====== RECORDS ======

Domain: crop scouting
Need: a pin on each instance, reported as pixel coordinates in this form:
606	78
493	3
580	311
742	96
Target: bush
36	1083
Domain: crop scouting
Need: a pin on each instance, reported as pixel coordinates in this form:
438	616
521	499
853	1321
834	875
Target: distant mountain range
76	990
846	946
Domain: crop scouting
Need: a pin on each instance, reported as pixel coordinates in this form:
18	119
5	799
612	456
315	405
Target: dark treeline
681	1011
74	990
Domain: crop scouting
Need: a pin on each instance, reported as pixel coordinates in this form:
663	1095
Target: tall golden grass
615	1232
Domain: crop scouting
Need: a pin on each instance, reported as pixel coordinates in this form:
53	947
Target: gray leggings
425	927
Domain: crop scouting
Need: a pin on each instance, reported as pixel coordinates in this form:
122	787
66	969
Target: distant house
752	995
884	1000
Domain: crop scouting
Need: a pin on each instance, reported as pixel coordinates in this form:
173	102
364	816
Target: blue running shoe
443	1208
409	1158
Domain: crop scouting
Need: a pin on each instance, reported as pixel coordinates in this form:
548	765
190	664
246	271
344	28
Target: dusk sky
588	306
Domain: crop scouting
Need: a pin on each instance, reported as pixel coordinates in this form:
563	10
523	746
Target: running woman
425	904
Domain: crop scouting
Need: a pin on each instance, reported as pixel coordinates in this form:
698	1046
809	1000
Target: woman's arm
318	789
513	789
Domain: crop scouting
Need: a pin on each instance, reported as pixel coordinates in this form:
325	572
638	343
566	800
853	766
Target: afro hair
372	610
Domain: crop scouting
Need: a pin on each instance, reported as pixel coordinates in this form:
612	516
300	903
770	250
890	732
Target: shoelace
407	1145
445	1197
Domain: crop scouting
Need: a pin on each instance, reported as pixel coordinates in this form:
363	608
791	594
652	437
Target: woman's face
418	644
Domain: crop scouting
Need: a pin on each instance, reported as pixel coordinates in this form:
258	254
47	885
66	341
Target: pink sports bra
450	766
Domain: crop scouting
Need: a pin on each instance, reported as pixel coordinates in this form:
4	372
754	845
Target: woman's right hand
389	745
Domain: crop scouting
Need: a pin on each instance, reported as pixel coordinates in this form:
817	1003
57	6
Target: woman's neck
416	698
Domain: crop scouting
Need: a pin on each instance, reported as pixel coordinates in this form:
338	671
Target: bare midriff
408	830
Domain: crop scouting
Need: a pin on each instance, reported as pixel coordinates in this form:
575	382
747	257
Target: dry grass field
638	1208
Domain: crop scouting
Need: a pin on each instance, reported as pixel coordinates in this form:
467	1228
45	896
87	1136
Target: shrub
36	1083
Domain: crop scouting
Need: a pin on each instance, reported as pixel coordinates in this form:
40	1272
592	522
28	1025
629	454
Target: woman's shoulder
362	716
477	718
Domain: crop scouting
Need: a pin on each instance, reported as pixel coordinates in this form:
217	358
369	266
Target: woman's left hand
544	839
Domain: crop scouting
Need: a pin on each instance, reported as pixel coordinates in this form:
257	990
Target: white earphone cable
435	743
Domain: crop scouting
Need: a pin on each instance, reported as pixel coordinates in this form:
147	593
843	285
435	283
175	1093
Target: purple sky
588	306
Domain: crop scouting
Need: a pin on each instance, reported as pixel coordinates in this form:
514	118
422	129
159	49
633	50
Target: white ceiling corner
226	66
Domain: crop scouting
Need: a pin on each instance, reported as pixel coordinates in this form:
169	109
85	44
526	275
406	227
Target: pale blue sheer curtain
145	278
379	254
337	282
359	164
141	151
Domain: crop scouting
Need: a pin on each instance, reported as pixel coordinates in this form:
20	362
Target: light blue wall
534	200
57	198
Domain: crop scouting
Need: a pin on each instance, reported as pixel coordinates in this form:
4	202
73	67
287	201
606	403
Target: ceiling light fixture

======

INSTRUCTION: Everything in the listing above should be restated exactly.

EXERCISE RESPONSE:
Domain: crop scouting
Need: a pin on each instance, reported as pixel coordinates in this form:
606	78
493	3
580	311
742	96
Target: bush
36	1083
Domain: crop scouting
Need: a pin on each instance, reported as pixel coordinates in this form:
438	616
521	499
853	1321
834	875
Target: distant mountain range
76	990
846	946
Domain: crop scouting
Need: a pin on each instance, reported as pixel coordinates in this form:
18	119
5	799
612	456
315	405
Target: dark treeline
681	1011
74	990
Domain: crop scouting
Need: a pin on each instance, reported as pixel coordinates in this form:
663	1095
Target: tall golden grass
615	1232
Domain: crop scouting
Need: a pin on each instance, reported as pixel coordinates in this form:
53	947
Target: gray leggings
425	927
Domain: crop scouting
Need: a pin on each instance, reported as pixel coordinates in this form:
122	787
66	969
Target: distant house
752	995
884	1000
Domain: crop scouting
Need: a pin on each instance, reported as pixel coordinates in this form:
173	102
364	816
Target: blue running shoe
443	1208
409	1158
Domain: crop scouting
Need: a pin on each instance, reported as pixel coordinates in this form:
548	765
190	664
246	271
344	28
Target: dusk sky
588	306
Domain: crop scouting
Need: a pin on each instance, reported as pixel coordinates in this form:
563	10
523	746
Target: running woman
425	904
Domain: crop scouting
Need: a pin on each instance, reported as pixel coordinates in this form:
698	1046
809	1000
Target: woman's arm
318	789
513	789
Domain: crop scouting
Need: a pin on each instance, reported as pixel coordinates in this form:
325	572
638	343
566	800
853	766
Target: afro hair
372	610
Domain: crop scouting
Need: a pin on each instance, reported as pixel coordinates in this form:
612	516
300	903
770	250
890	732
Target: shoelace
407	1145
445	1197
Domain: crop scouting
Need: a pin on each instance, reported as pixel coordinates in this form:
363	608
791	594
652	437
Target: woman's face
418	644
Domain: crop scouting
Need: a pin on each instance, reported as pixel coordinates in this form:
258	254
47	885
66	341
Target: pink sports bra
450	766
Domain: crop scouting
Need: a pin on each instance, reported as pixel coordinates in this form:
4	372
754	845
Target: woman's right hand
389	745
Domain: crop scouting
Need: a pin on each instance, reported as pixel coordinates in this form:
817	1003
57	6
Target: woman's neck
416	698
Domain: crop scouting
Need: a pin on each instance, reported as pixel coordinates in this form:
338	671
Target: bare midriff
408	830
Domain: crop scouting
Need: a pin on each instance, reported as pixel coordinates in this form:
575	382
747	257
Target: dry grass field
638	1208
Domain: crop scouting
Need: a pin on each instance, reported as pixel coordinates in this form:
467	1228
45	896
87	1136
Target: shrub
36	1083
Domain: crop scouting
Need: a pin on each instance, reported as pixel coordinates in this form:
40	1272
592	522
28	1025
629	454
Target: woman's shoulder
362	716
477	718
Domain: crop scouting
Need: a pin on each instance, reported as pixel coordinates in this form:
217	358
369	266
Target: woman's left hand
544	839
Domain: crop scouting
Need: a pin on each instance, reported as pixel coordinates in this form:
257	990
Target: white earphone cable
435	743
Domain: crop scouting
Need: a pin on each instance, reported as pixel coordinates in this form:
147	593
843	285
435	283
175	1093
Target: purple sky
588	306
Domain: crop scouting
Need: a pin on each instance, reported as pixel coordinates in this form:
514	118
422	129
159	49
633	50
Target: white ceiling corner
226	66
Domain: crop scouting
Need: a pin on each instance, reported as pixel coordinates in this form:
169	109
85	44
526	275
406	227
Target: pale blue sheer curtain
145	278
379	254
337	282
359	164
141	151
Domain: crop scouting
Need: a pin on each instance, reported as pixel coordinates in this form:
20	362
Target: light blue wall
534	200
57	198
Domain: crop scouting
Need: a pin on each instance, reported as pixel coordinates in this form:
4	202
73	67
287	201
606	403
Target: ceiling light fixture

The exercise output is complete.